→ En qué consiste:
Reproduzca de forma literal y completa el pasaje sobre regulación, operación en red y descentralización.

Ahora bien, para que esta capacidad disponible se oriente hacia el bien común es necesario tener una regulación inteligente y adecuada. No nos sirve un buen generador si el sistema de transporte y distribución de la energía es un adefesio. Enlazar la ganancia privada con la generación de verdadero valor para las personas, lograr estándares adecuados de transparencia administrativa en las ONG y hacer costoeficiente el Estado son desafíos fundamentales. Y, frente a un mundo de catástrofes, es clave la capacidad de hacer operar en red estas distintas instituciones. Durante la pandemia lo hemos visto funcionar en el sector salud, y resulta urgente estudiar y aprender de esa experiencia.

Esta capacidad de integración en red es también fundamental para pensar una organización política capaz de responder a los desafíos que vienen. Todas las formas de localismo, incluyendo el indigenista y el regionalista, que se basen en la pretensión de capturar rentas por parte de élites locales son un puro lastre. Su pretensión es colgarse de la red central, sin aportarle nada. Si queremos generar capacidad productiva y administrativa a nivel local, en cambio, necesitamos una descentralización pragmática, con unidades locales orientadas a mantener andando capacidades locales críticas e integradas verticalmente con los demás niveles de la administración. El feudalismo autárquico municipal, en su mejor versión, conduce a una miseria orgullosa. En su peor versión es un régimen de pillaje por pequeñas bandas de ladrones y matones. Y lo que necesitamos es mantener andando el país, no cortarlo en pedacitos y repartirlo.

→ Entradas mostradas:
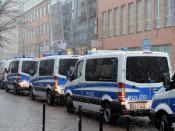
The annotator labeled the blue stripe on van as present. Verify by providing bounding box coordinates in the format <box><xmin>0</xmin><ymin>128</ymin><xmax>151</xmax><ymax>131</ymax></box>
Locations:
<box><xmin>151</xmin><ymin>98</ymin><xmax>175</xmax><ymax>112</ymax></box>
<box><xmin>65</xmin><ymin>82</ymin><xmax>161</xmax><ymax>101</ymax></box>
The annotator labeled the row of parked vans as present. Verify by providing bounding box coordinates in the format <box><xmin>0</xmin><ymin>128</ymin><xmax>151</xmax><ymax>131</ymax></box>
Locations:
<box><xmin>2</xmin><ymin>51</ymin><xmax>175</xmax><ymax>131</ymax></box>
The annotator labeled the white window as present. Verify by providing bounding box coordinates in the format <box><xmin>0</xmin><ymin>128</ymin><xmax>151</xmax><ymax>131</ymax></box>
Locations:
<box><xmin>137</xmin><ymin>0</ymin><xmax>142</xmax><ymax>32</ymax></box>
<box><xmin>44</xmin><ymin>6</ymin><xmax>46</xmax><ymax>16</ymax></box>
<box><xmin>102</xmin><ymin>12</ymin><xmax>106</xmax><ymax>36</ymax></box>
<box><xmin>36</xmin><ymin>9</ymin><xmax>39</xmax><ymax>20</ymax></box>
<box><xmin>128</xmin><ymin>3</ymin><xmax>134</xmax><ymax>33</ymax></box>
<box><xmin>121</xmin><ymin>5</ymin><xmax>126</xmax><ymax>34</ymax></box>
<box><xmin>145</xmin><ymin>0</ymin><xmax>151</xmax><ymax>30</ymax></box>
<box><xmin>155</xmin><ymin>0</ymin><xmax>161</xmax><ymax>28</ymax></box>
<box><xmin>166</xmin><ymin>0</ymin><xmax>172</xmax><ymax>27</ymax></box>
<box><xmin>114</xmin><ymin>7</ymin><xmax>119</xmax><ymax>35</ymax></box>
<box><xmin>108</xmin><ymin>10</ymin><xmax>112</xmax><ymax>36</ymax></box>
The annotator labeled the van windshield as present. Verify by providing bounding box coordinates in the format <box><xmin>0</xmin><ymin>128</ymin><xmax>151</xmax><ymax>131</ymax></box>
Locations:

* * *

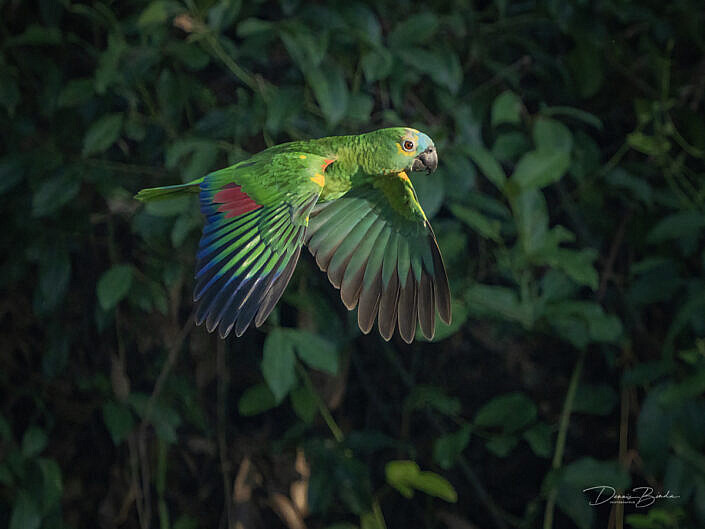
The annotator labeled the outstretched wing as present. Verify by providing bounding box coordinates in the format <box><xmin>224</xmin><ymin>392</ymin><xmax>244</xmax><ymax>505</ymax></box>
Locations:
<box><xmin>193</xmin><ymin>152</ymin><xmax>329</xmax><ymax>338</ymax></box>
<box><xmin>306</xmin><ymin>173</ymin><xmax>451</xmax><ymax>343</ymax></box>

→ Respuesta al ejercicio:
Ahora bien, para que esta capacidad disponible se oriente hacia el bien común es necesario tener una regulación inteligente y adecuada. No nos sirve un buen generador si el sistema de transporte y distribución de la energía es un adefesio. Enlazar la ganancia privada con la generación de verdadero valor para las personas, lograr estándares adecuados de transparencia administrativa en las ONG y hacer costoeficiente el Estado son desafíos fundamentales. Y, frente a un mundo de catástrofes, es clave la capacidad de hacer operar en red estas distintas instituciones. Durante la pandemia lo hemos visto funcionar en el sector salud, y resulta urgente estudiar y aprender de esa experiencia.

Esta capacidad de integración en red es también fundamental para pensar una organización política capaz de responder a los desafíos que vienen. Todas las formas de localismo, incluyendo el indigenista y el regionalista, que se basen en la pretensión de capturar rentas por parte de élites locales son un puro lastre. Su pretensión es colgarse de la red central, sin aportarle nada. Si queremos generar capacidad productiva y administrativa a nivel local, en cambio, necesitamos una descentralización pragmática, con unidades locales orientadas a mantener andando capacidades locales críticas e integradas verticalmente con los demás niveles de la administración. El feudalismo autárquico municipal, en su mejor versión, conduce a una miseria orgullosa. En su peor versión es un régimen de pillaje por pequeñas bandas de ladrones y matones. Y lo que necesitamos es mantener andando el país, no cortarlo en pedacitos y repartirlo.